Os últimos dias da campanha têm sido profícuos em episódios telenovelescos com pouca importância. Um deles ocorreu na semana passada, durante uma visita da Aliança Democrática à Bolsa de Turismo de Lisboa, no Parque das Nações: um jovem atirou tinta verde a Luís Montenegro, numa ação que veio depois a ser reivindicada pelo movimento Greve Climática Estudantil. Recordo a situação não por causa do que se passou, mas pelo que ela revela acerca da distância que separa os mais novos do poder político. Desta vez, ao contrário do que aconteceu no debate com Pedro Nuno Santos, que decorreu no Capitólio, cercado pela manifestação de polícias, o líder do PSD reagiu a quente e reagiu bem. É um exagero comparar o episódio da “tinta verde” com o momento de viragem em que, nas presidenciais de 1986, Mário Soares enfrentou operários em fúria na Marinha Grande. Mas é justo reconhecer-se que Montenegro esboçou imediatamente um sorriso e, com savoir-faire, apressou-se a dizer: “Por mais tinta que me atirem, eu vou seguir o mesmo caminho. Tenho todo o respeito pelas pessoas que se manifestam pelo clima, mas era mais fácil podermos conversar.”
Sobre o ato e os jovens em si, já quase tudo foi dito. Estes jovens são incoerentes quando escolhem esta forma de luta? Sim, são. Privilegiam formas ilegais e antidemocráticas de defender as suas ideias? Claro. Do clima à globalização, passando pelas desigualdades sociais e pela linguagem neutra, misturam tudo na grande Bimby da contestação? Certamente. Põem-se a jeito para serem manipulados por forças com objetivos duvidosos e que atuam de forma pouco transparente no espaço público? Sim. Banalizam estes atos de protesto, como sublinhou o Presidente Marcelo Rebelo de Sousa? É evidente. Entendem a urgência climática como uma espécie de apocalipse sobre o qual a maioria dos cidadãos – mais preocupados com o fim do mês do que com o fim do mundo – já não quer nem saber? Sem dúvida. Prejudicam a causa que dizem defender? SIM!

TAREFA CURTA 1 – Recolha todas as linhas das entradas que contêm a palavra "metal", tendo em conta a distinção entre maiúsculas e minúsculas.
O excerto e as entradas não têm qualquer relação entre si.

LISTA DE ENTRADAS –
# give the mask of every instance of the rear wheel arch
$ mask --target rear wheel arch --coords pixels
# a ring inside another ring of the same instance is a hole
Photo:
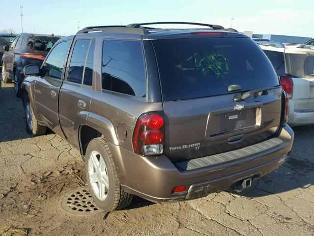
[[[88,125],[81,126],[78,130],[78,142],[80,154],[85,155],[89,142],[93,139],[99,137],[103,137],[105,140],[105,136],[98,130]]]

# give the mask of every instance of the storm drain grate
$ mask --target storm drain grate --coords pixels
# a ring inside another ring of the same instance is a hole
[[[89,190],[85,188],[72,190],[67,194],[62,199],[61,206],[67,212],[76,215],[89,215],[101,211],[93,201]]]

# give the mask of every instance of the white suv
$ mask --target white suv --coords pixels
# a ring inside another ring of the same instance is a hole
[[[288,123],[314,123],[314,50],[260,45],[290,98]]]

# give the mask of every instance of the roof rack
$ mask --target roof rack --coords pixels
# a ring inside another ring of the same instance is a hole
[[[78,31],[77,34],[78,33],[88,33],[101,31],[102,32],[111,33],[134,33],[136,34],[146,34],[149,33],[148,30],[143,27],[137,29],[128,28],[126,26],[90,26],[86,27],[82,30]]]
[[[207,26],[212,28],[214,30],[221,30],[224,29],[221,26],[218,26],[218,25],[210,25],[208,24],[203,23],[195,23],[194,22],[181,22],[178,21],[165,21],[162,22],[149,22],[147,23],[140,23],[140,24],[130,24],[128,25],[127,27],[130,27],[132,28],[138,28],[142,26],[147,26],[149,25],[165,25],[165,24],[171,24],[171,25],[191,25],[194,26]]]
[[[222,26],[218,25],[211,25],[208,24],[196,23],[194,22],[180,22],[176,21],[169,21],[163,22],[149,22],[146,23],[135,23],[131,24],[127,26],[90,26],[86,27],[78,31],[77,34],[78,33],[88,33],[89,32],[95,32],[101,31],[102,32],[112,32],[112,33],[134,33],[136,34],[147,34],[149,33],[148,30],[174,30],[162,28],[156,28],[153,27],[148,27],[146,26],[150,25],[190,25],[194,26],[206,26],[212,28],[215,30],[220,30],[229,31],[230,32],[237,32],[237,30],[232,28],[224,29]],[[177,30],[177,29],[176,29]],[[190,30],[206,30],[207,29],[191,29]]]

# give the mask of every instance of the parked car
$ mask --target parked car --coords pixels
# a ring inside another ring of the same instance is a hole
[[[314,46],[314,38],[310,39],[309,41],[306,42],[304,44],[305,44],[306,45]]]
[[[288,97],[261,48],[219,26],[145,27],[166,23],[85,28],[41,67],[24,67],[26,130],[48,127],[78,148],[108,211],[133,194],[162,203],[241,191],[291,149]]]
[[[0,61],[4,52],[3,47],[11,44],[17,35],[17,33],[0,33]]]
[[[17,96],[21,96],[21,85],[24,79],[23,67],[30,64],[41,65],[53,44],[60,38],[53,35],[23,33],[10,45],[3,47],[1,59],[2,77],[4,83],[14,81]]]
[[[270,42],[269,39],[267,39],[266,38],[252,38],[252,39],[253,41],[257,41],[260,42]]]
[[[289,94],[288,123],[291,126],[314,123],[314,50],[260,46]]]

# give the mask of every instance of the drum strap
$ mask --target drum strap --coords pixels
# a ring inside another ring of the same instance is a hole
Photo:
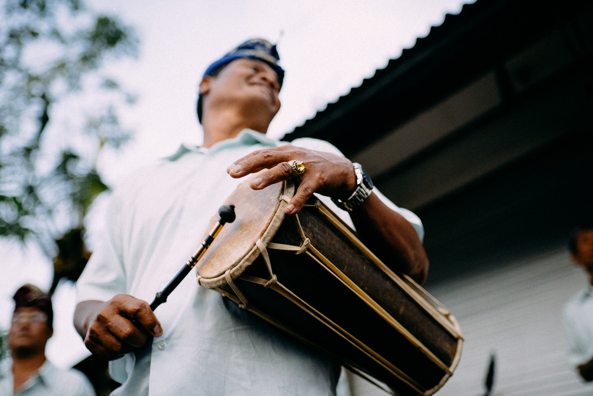
[[[282,196],[281,199],[286,200],[284,199],[286,196]],[[288,199],[288,197],[286,197]],[[311,240],[307,237],[305,235],[305,231],[303,231],[302,227],[301,226],[301,221],[299,220],[298,215],[295,215],[295,218],[296,219],[296,223],[298,225],[298,229],[301,232],[301,236],[302,237],[302,242],[300,246],[294,246],[292,245],[285,245],[283,244],[276,244],[272,242],[268,242],[267,247],[270,249],[275,249],[277,250],[292,250],[296,253],[295,254],[300,254],[307,251],[307,248],[311,244]],[[270,278],[269,279],[262,279],[261,278],[256,277],[254,276],[242,276],[240,278],[247,280],[247,282],[253,282],[254,283],[259,283],[260,285],[263,285],[264,288],[270,288],[278,282],[278,277],[274,274],[273,271],[272,269],[272,263],[270,261],[270,255],[267,254],[267,249],[266,248],[266,245],[264,244],[262,238],[258,238],[256,241],[256,246],[257,247],[257,249],[260,251],[262,254],[262,257],[263,258],[264,261],[266,262],[266,266],[267,267],[267,270],[270,272]],[[232,291],[235,292],[237,296],[238,297],[239,299],[243,304],[239,304],[239,306],[243,308],[244,309],[248,309],[249,302],[247,301],[247,298],[241,292],[239,288],[237,287],[235,282],[232,281],[232,277],[231,276],[231,270],[227,270],[224,274],[225,279],[227,280],[227,283],[228,284],[231,288],[232,289]]]
[[[239,288],[237,287],[237,285],[235,285],[235,282],[232,282],[232,278],[231,277],[231,270],[227,270],[227,272],[224,273],[224,277],[225,279],[227,280],[227,283],[228,283],[229,286],[231,286],[231,289],[232,289],[232,291],[235,292],[237,296],[238,297],[239,299],[241,300],[241,302],[243,303],[242,304],[239,304],[239,306],[244,309],[248,309],[249,308],[249,301],[248,301],[247,299],[243,295],[243,293],[241,292]]]

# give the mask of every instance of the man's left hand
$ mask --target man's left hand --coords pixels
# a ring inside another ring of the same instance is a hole
[[[293,159],[304,162],[304,173],[293,174],[288,164]],[[231,177],[237,178],[263,169],[268,170],[250,183],[250,187],[254,190],[262,190],[292,178],[299,181],[294,197],[284,209],[287,215],[298,213],[313,193],[346,199],[356,188],[356,176],[349,159],[292,145],[254,151],[235,161],[227,168],[227,172]]]

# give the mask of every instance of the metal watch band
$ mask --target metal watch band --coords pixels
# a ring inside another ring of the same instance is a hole
[[[352,212],[358,207],[372,192],[373,184],[371,180],[371,177],[366,173],[365,168],[358,162],[353,162],[354,173],[356,175],[356,184],[358,187],[354,190],[350,197],[345,201],[343,201],[338,198],[332,198],[338,207]]]

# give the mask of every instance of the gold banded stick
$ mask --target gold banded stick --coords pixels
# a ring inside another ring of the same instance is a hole
[[[200,258],[202,258],[202,256],[204,255],[204,253],[206,253],[206,251],[210,247],[212,241],[214,241],[214,238],[216,237],[216,235],[218,235],[218,233],[222,229],[222,226],[227,223],[232,223],[235,221],[235,205],[223,205],[221,206],[220,209],[218,209],[218,215],[221,216],[220,219],[218,220],[218,222],[214,226],[212,231],[210,232],[210,234],[206,237],[204,241],[202,242],[202,246],[197,250],[196,254],[192,256],[192,258],[183,266],[183,268],[177,273],[177,274],[169,282],[169,284],[155,295],[154,301],[150,305],[150,308],[152,311],[156,309],[157,307],[162,303],[167,302],[167,298],[177,287],[181,280],[183,280],[183,278],[189,273],[192,269],[194,267]]]

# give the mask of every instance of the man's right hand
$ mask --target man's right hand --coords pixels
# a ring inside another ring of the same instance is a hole
[[[146,331],[132,324],[134,320]],[[161,323],[148,303],[127,294],[118,294],[107,302],[91,300],[78,303],[74,327],[87,348],[108,360],[139,348],[151,336],[162,335]]]

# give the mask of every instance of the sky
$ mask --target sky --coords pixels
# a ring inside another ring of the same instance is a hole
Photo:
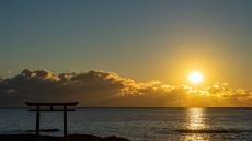
[[[0,77],[115,72],[252,90],[250,0],[1,0]]]

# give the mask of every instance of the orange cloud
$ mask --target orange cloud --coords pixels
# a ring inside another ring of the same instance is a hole
[[[81,106],[251,106],[252,92],[227,83],[193,89],[160,81],[136,82],[114,72],[91,70],[56,74],[23,70],[0,81],[0,106],[22,106],[24,101],[80,101]]]

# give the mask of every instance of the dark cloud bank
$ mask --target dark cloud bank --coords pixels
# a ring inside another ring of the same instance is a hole
[[[114,72],[91,70],[56,74],[23,70],[0,79],[0,107],[24,106],[25,101],[79,101],[88,107],[252,106],[252,92],[215,83],[194,90],[159,81],[139,83]]]

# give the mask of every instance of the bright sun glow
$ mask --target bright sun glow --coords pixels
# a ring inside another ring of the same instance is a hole
[[[188,81],[193,84],[199,84],[203,82],[203,75],[202,75],[202,73],[194,71],[194,72],[190,73]]]

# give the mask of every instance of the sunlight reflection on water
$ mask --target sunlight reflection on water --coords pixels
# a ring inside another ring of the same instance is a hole
[[[208,128],[207,115],[204,108],[188,108],[186,111],[186,129],[203,130]],[[208,141],[209,136],[204,133],[185,133],[183,141]]]

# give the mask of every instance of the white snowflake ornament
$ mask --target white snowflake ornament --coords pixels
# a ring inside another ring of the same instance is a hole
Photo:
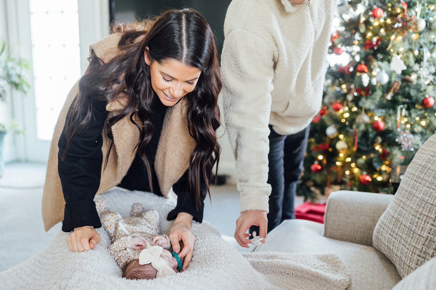
[[[263,240],[263,238],[261,238],[259,236],[256,236],[257,234],[256,232],[253,232],[253,238],[251,239],[252,243],[255,247],[257,247],[260,244],[260,242]]]
[[[398,54],[394,53],[392,55],[392,60],[391,61],[391,69],[397,73],[400,74],[401,72],[407,68],[404,62],[400,58]]]

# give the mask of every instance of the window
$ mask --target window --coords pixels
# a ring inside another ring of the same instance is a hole
[[[30,0],[30,4],[37,137],[50,140],[80,77],[77,0]]]

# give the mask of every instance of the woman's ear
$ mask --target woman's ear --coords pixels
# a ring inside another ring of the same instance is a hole
[[[148,47],[146,47],[144,50],[144,60],[145,63],[148,65],[151,64],[151,57],[150,57],[150,50],[148,49]]]

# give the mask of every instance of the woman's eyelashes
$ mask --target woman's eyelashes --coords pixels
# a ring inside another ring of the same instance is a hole
[[[165,83],[171,83],[173,81],[172,80],[167,80],[163,77],[162,77],[162,80],[164,81]],[[194,82],[191,83],[190,82],[187,81],[186,82],[189,83],[191,86],[193,86],[195,84],[195,83],[194,83]]]

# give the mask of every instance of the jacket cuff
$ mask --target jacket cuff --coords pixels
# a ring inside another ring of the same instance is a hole
[[[245,210],[263,210],[268,213],[269,211],[269,194],[259,193],[254,194],[251,192],[249,194],[241,193],[241,205],[239,213],[242,213]]]
[[[183,192],[177,193],[177,205],[174,210],[168,213],[167,220],[172,220],[177,217],[179,213],[186,213],[192,216],[193,220],[201,223],[203,221],[203,213],[204,208],[204,203],[201,200],[201,204],[198,210],[195,207],[194,199],[190,192]]]
[[[66,203],[62,231],[71,232],[75,227],[84,226],[92,226],[95,228],[102,226],[94,200],[74,200]]]

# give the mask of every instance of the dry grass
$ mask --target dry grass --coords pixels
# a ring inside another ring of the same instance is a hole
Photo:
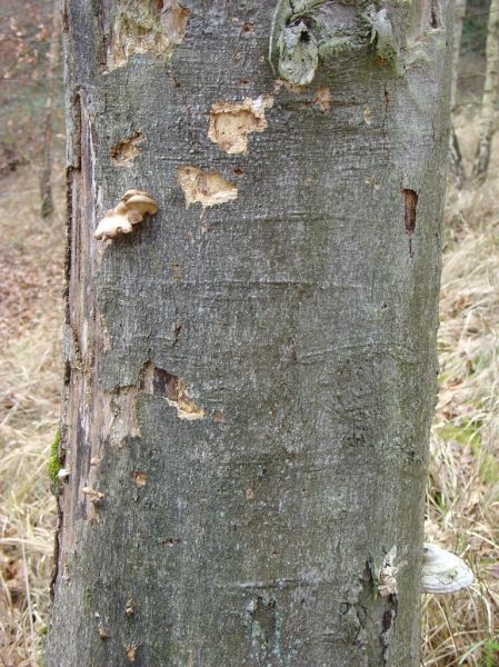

TAREFA CURTA 2 –
Responda, com base no excerto sobre a campanha:
(a) De que cor era a tinta atirada a Luís Montenegro?
(b) Que movimento reivindicou essa ação?
(c) Quem sublinhou que estes jovens banalizam os atos de protesto?

RESULTADO 1 –
# give the mask of every instance of the metal watch band
$ mask --target metal watch band --coords pixels

RESULTADO 2 –
(a) Verde.
(b) O movimento Greve Climática Estudantil.
(c) O Presidente Marcelo Rebelo de Sousa.